## Prompt
Beneath this task is a listing; retype all of it exactly.

──────────────────────────────

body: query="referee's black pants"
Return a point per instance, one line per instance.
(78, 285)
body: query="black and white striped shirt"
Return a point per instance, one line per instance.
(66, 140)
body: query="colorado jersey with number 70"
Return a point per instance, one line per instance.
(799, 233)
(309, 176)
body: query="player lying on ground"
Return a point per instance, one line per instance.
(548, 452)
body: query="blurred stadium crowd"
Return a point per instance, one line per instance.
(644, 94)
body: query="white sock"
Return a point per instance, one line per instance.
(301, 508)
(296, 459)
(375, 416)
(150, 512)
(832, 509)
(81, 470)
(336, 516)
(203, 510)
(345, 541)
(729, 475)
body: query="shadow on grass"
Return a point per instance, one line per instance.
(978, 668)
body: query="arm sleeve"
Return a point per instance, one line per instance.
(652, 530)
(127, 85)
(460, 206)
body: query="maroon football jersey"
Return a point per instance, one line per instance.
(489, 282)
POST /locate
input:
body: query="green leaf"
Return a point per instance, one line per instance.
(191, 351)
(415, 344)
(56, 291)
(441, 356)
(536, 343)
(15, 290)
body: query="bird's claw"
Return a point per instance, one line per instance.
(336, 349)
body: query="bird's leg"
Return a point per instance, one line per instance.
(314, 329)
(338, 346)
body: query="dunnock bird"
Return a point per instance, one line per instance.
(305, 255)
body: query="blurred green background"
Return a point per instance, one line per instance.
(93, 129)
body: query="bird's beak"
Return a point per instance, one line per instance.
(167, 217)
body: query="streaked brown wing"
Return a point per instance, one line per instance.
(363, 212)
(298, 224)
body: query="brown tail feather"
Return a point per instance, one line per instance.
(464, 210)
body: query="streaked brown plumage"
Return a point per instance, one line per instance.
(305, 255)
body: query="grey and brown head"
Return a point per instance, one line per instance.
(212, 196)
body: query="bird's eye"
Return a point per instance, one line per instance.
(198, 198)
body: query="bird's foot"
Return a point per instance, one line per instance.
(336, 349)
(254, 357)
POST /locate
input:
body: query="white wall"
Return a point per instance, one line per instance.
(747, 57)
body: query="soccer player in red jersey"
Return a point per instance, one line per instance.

──────────────────────────────

## Written solution
body: query="referee's black pants"
Return a point per instance, one line per instance.
(78, 285)
body: query="black and white striped shirt"
Return a point per instance, one line per instance.
(66, 140)
body: query="colorado jersey with number 70"
Return a point per instance, one line per instance.
(799, 233)
(309, 176)
body: query="player lying on ground"
Return a point per instance, one line per instance.
(548, 452)
body: query="blurred stadium crowd"
Return a point per instance, one line per instance.
(644, 94)
body: query="white sock"
Return a point per instance, one line per instance.
(301, 508)
(296, 459)
(375, 416)
(150, 512)
(832, 509)
(81, 470)
(336, 516)
(203, 510)
(345, 541)
(729, 475)
body: query="shadow on grass"
Return a point per instance, one line per instance.
(978, 668)
body: query="arm sleeve"
Return a point per instance, one line per instance.
(652, 530)
(127, 85)
(460, 206)
body: query="maroon football jersey"
Return a point per instance, one line per instance.
(489, 282)
POST /locate
input:
body: query="green leaf"
Return a point per instance, one line per instance.
(191, 351)
(415, 344)
(56, 291)
(441, 356)
(536, 343)
(15, 290)
body: query="bird's claw"
Return a point per instance, one line per instance.
(336, 349)
body: query="bird's leg"
Return a point per instance, one line per instance.
(314, 329)
(338, 346)
body: query="dunnock bird"
Return a point per instance, one line per instance.
(305, 255)
body: query="blurred green background"
Return a point per instance, one line per instance.
(93, 129)
body: query="bird's beak"
Return a point per instance, one line per instance.
(167, 217)
body: query="streaked brown wing"
Return a point per instance, one line per instance.
(363, 212)
(298, 224)
body: query="brown tail feather"
Return a point per instance, one line per instance.
(464, 210)
body: query="streaked brown plumage"
Return a point per instance, one line per instance.
(305, 255)
body: query="grey and brown head"
Return a point per instance, one line per instance.
(212, 196)
body: query="bird's eye"
Return a point per instance, one line per instance.
(198, 198)
body: query="bird's foot"
Return a point per instance, one line per instance.
(336, 349)
(254, 357)
POST /locate
input:
body: query="white wall"
Return a point per instance, one line per instance.
(747, 57)
body: query="soccer player in red jersey"
Return a point per instance, one line per instance.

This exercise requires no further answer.